Natural language region descriptions
[Start of Attachment]
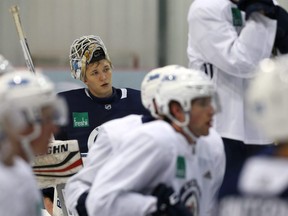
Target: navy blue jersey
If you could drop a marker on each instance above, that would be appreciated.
(86, 112)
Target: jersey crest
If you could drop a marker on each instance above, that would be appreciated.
(80, 119)
(190, 195)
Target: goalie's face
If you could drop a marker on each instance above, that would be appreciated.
(98, 78)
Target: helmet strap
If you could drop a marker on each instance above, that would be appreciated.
(26, 142)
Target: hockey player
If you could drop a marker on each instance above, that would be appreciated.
(160, 154)
(263, 185)
(227, 39)
(29, 113)
(110, 135)
(99, 102)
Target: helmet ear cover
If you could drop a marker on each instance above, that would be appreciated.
(150, 84)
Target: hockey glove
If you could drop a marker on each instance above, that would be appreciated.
(266, 7)
(281, 40)
(168, 203)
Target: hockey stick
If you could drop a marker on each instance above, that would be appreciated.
(23, 41)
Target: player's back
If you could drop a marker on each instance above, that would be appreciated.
(108, 138)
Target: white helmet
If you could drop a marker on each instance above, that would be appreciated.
(267, 98)
(22, 97)
(150, 84)
(183, 86)
(5, 65)
(85, 50)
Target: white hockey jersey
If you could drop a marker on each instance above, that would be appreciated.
(230, 48)
(149, 155)
(19, 194)
(210, 148)
(108, 137)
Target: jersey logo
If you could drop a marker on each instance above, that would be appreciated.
(180, 167)
(80, 119)
(207, 175)
(190, 195)
(108, 106)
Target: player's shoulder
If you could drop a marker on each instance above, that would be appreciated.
(209, 8)
(119, 123)
(213, 140)
(264, 175)
(160, 131)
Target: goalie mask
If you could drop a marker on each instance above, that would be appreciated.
(5, 65)
(23, 96)
(267, 100)
(86, 50)
(183, 86)
(149, 85)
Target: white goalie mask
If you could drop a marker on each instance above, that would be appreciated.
(150, 84)
(5, 65)
(23, 95)
(267, 98)
(183, 86)
(83, 51)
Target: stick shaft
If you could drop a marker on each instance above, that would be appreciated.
(23, 41)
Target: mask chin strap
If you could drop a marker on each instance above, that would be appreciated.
(184, 126)
(26, 142)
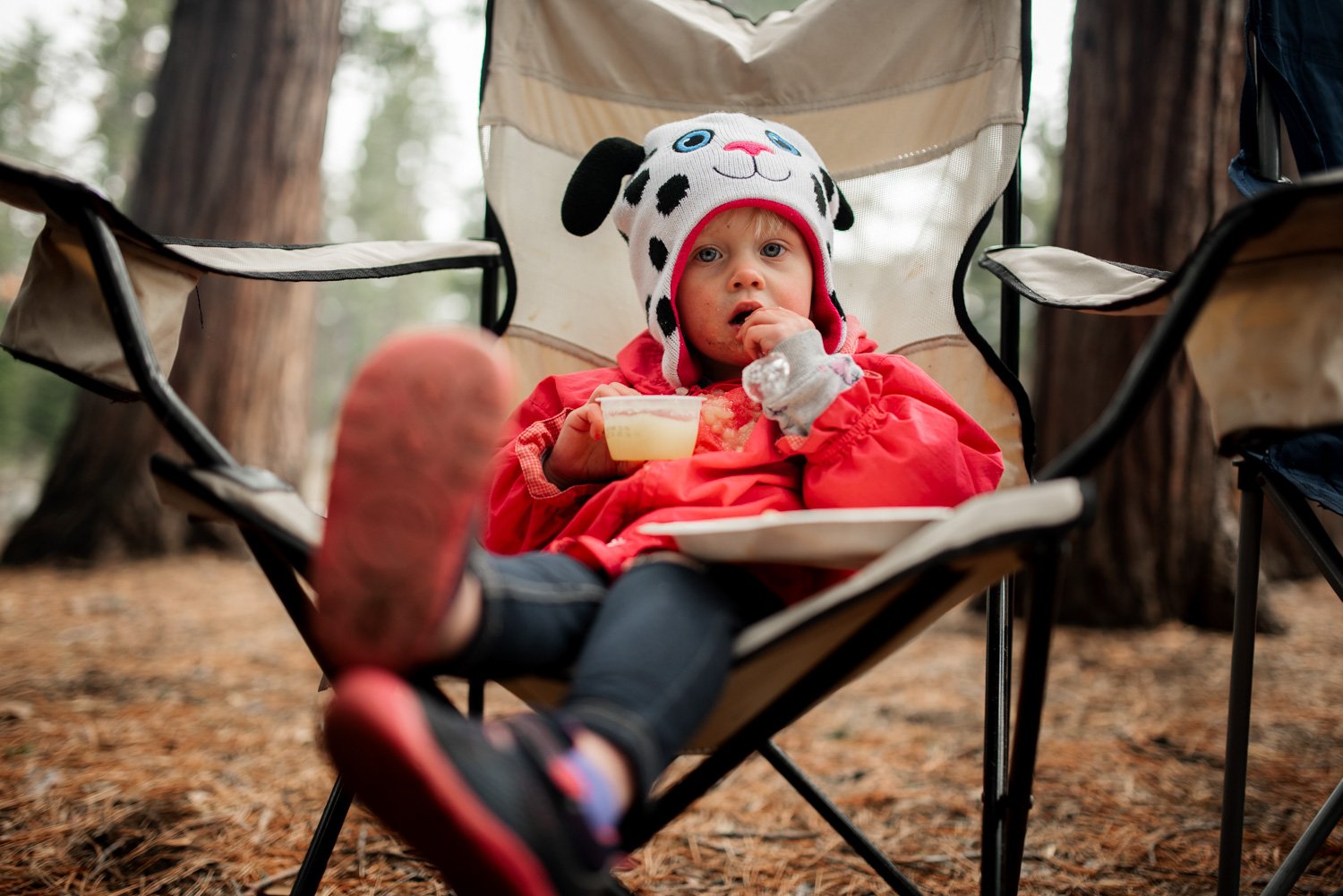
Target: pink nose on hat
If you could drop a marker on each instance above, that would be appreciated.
(747, 145)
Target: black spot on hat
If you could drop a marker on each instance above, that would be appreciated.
(666, 317)
(657, 252)
(672, 192)
(634, 191)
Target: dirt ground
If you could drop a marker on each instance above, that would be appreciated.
(158, 735)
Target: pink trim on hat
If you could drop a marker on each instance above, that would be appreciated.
(830, 325)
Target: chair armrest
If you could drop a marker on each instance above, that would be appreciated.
(1064, 278)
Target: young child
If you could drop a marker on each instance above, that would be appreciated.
(730, 222)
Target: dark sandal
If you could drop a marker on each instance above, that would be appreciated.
(480, 804)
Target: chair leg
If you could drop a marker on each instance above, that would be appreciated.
(324, 841)
(1031, 707)
(1305, 850)
(998, 624)
(843, 825)
(1241, 687)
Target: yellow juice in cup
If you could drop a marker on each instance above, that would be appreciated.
(650, 427)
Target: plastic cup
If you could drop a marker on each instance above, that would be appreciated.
(650, 427)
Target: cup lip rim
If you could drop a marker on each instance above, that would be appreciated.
(660, 397)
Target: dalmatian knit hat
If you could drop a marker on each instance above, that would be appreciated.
(682, 175)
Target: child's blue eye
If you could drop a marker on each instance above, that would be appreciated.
(695, 140)
(781, 142)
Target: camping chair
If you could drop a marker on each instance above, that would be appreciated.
(1273, 273)
(1256, 308)
(920, 131)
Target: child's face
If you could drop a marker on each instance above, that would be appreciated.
(735, 268)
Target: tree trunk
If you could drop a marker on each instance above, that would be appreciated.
(233, 152)
(1151, 128)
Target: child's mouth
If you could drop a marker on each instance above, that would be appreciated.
(741, 313)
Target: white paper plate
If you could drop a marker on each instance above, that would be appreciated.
(843, 539)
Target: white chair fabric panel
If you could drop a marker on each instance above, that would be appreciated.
(872, 83)
(364, 258)
(1267, 351)
(778, 651)
(1066, 278)
(897, 263)
(59, 316)
(572, 290)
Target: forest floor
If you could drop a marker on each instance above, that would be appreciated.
(158, 735)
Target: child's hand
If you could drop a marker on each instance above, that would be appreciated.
(767, 327)
(580, 453)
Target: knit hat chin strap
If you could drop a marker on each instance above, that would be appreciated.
(689, 171)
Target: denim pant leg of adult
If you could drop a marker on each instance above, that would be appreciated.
(658, 654)
(536, 613)
(649, 653)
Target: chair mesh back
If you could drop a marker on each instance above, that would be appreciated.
(915, 107)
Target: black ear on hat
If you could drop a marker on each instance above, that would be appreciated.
(843, 218)
(596, 183)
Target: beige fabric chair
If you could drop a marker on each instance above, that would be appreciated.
(1257, 309)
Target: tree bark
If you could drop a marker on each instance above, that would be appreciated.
(231, 152)
(1151, 128)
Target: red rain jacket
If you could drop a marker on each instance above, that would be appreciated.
(892, 439)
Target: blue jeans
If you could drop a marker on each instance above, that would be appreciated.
(647, 653)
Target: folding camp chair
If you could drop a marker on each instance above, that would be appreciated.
(1256, 306)
(1264, 346)
(920, 129)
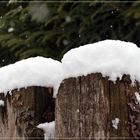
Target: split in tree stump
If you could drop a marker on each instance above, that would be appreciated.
(93, 107)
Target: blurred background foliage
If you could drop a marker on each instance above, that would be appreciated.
(50, 29)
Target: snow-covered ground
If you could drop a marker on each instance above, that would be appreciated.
(112, 58)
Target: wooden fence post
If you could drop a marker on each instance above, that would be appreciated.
(92, 107)
(24, 110)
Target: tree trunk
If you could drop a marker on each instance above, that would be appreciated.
(87, 107)
(23, 111)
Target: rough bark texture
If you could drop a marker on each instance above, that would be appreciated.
(23, 111)
(86, 106)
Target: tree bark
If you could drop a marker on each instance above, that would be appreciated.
(87, 105)
(23, 111)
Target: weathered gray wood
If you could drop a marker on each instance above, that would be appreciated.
(86, 106)
(24, 110)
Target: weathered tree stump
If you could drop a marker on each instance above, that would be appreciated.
(23, 111)
(87, 106)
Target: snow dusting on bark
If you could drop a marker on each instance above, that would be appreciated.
(112, 58)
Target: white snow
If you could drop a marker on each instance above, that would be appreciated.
(1, 103)
(115, 123)
(49, 129)
(137, 97)
(112, 58)
(36, 71)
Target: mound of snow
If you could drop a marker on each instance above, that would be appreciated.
(36, 71)
(112, 58)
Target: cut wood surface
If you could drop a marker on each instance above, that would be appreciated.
(86, 107)
(23, 111)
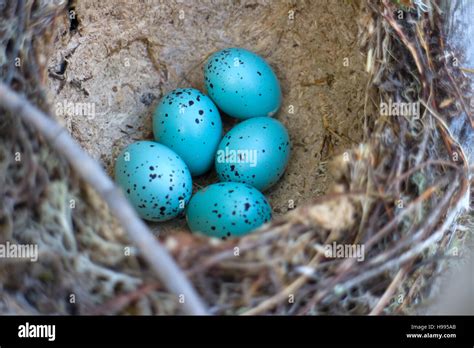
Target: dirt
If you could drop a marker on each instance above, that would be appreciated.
(120, 57)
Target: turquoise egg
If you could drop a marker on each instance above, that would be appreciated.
(242, 84)
(227, 209)
(155, 180)
(255, 152)
(188, 122)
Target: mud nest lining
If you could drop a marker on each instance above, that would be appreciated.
(390, 184)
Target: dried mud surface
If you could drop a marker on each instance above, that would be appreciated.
(122, 56)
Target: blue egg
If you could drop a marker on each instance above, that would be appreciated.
(189, 123)
(256, 152)
(155, 180)
(227, 209)
(242, 84)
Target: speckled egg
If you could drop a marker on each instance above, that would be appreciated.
(256, 152)
(188, 122)
(155, 180)
(242, 84)
(227, 209)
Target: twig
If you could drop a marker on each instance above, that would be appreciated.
(161, 262)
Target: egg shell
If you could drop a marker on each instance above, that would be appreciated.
(188, 122)
(242, 83)
(226, 210)
(155, 180)
(256, 151)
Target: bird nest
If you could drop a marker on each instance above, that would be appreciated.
(396, 199)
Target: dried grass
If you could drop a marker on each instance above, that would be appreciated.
(400, 193)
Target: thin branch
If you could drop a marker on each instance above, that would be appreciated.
(157, 256)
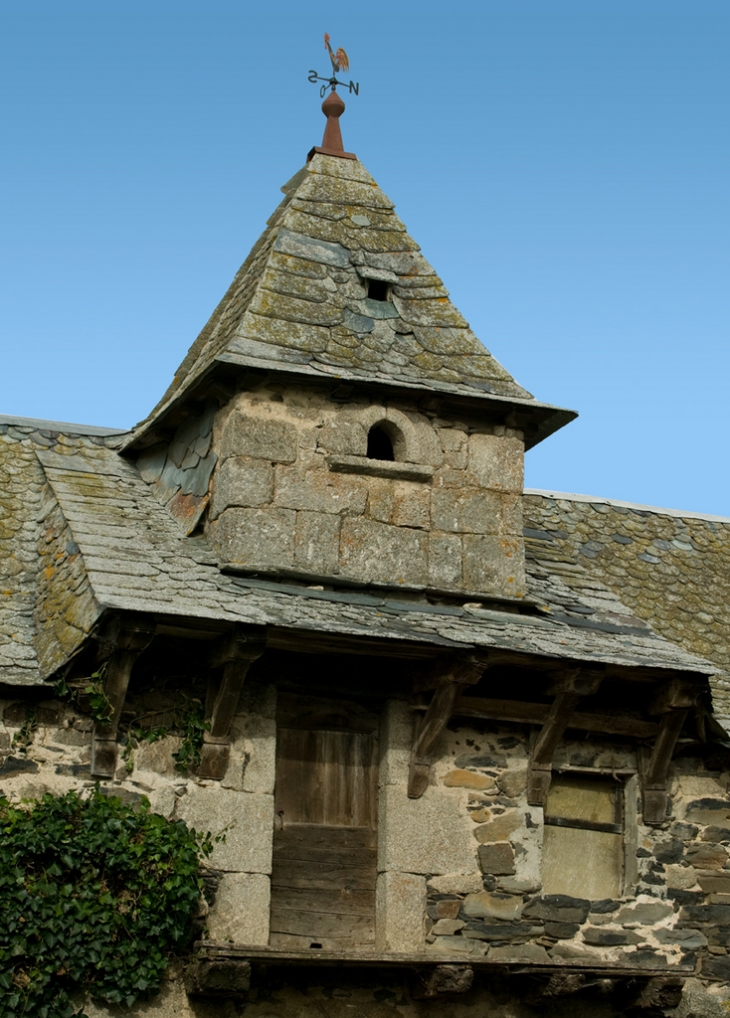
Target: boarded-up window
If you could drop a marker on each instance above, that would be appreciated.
(582, 851)
(325, 844)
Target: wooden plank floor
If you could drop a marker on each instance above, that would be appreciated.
(323, 888)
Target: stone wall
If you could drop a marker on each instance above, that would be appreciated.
(294, 494)
(459, 869)
(672, 569)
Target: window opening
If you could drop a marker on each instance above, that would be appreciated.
(380, 445)
(377, 289)
(582, 850)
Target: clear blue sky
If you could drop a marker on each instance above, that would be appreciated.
(562, 163)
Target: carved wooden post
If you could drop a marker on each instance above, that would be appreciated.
(123, 643)
(673, 701)
(236, 654)
(569, 688)
(454, 678)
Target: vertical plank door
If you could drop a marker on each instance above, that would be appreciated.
(324, 875)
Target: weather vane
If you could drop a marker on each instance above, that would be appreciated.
(340, 61)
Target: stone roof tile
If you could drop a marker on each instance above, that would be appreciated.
(671, 569)
(303, 286)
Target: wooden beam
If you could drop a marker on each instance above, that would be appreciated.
(676, 694)
(536, 714)
(569, 686)
(121, 643)
(236, 653)
(657, 773)
(455, 676)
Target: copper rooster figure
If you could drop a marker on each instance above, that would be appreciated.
(339, 58)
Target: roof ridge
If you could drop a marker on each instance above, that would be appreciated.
(62, 427)
(657, 510)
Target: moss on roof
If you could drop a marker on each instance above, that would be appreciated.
(300, 298)
(673, 571)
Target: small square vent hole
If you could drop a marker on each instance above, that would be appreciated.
(377, 289)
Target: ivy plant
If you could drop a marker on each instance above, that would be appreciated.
(95, 897)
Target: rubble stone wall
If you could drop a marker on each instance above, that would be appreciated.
(459, 869)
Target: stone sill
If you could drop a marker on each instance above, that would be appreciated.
(380, 468)
(380, 592)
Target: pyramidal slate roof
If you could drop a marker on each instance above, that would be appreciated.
(299, 301)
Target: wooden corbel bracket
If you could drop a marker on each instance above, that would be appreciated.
(674, 701)
(120, 644)
(568, 688)
(235, 654)
(453, 677)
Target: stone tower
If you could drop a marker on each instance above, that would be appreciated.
(352, 428)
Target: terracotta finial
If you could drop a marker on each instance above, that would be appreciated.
(333, 108)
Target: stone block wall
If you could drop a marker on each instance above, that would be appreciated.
(46, 747)
(676, 885)
(672, 569)
(293, 493)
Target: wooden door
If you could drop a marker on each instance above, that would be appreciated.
(325, 844)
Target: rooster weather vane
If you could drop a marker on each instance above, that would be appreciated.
(340, 61)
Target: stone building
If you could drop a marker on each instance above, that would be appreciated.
(464, 738)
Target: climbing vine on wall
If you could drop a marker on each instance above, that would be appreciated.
(95, 896)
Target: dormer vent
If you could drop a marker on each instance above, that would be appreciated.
(378, 289)
(380, 445)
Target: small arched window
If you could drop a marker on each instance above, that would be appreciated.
(380, 444)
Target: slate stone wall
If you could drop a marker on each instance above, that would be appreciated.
(294, 494)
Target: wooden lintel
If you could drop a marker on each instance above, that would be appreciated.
(466, 669)
(432, 725)
(657, 773)
(122, 646)
(536, 714)
(236, 653)
(676, 694)
(541, 761)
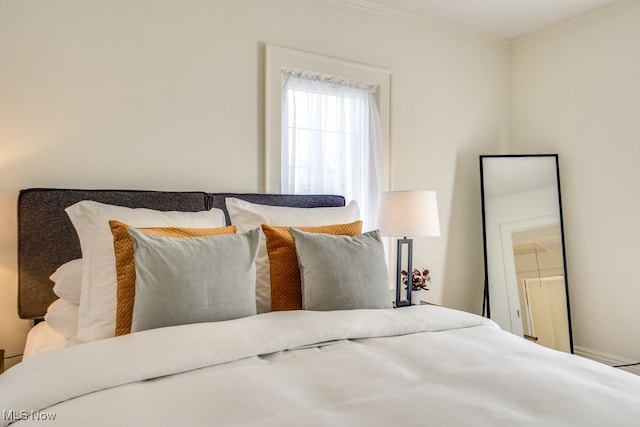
[End of Attachment]
— Assignment —
Only lines belong in the copy, not pictures: write out exactly the lines of the records from the first through the one holding "Target: helmet strap".

— Solution to this problem —
Target: navy blue jersey
If you could drop a marker on each instance above, that would be appreciated.
(86, 112)
Target: jersey crest
If you could drop a marker on each instance above, that would be appreciated.
(80, 119)
(190, 195)
Target: goalie's face
If you could drop a marker on each instance above, that would be appreciated.
(98, 78)
Target: helmet strap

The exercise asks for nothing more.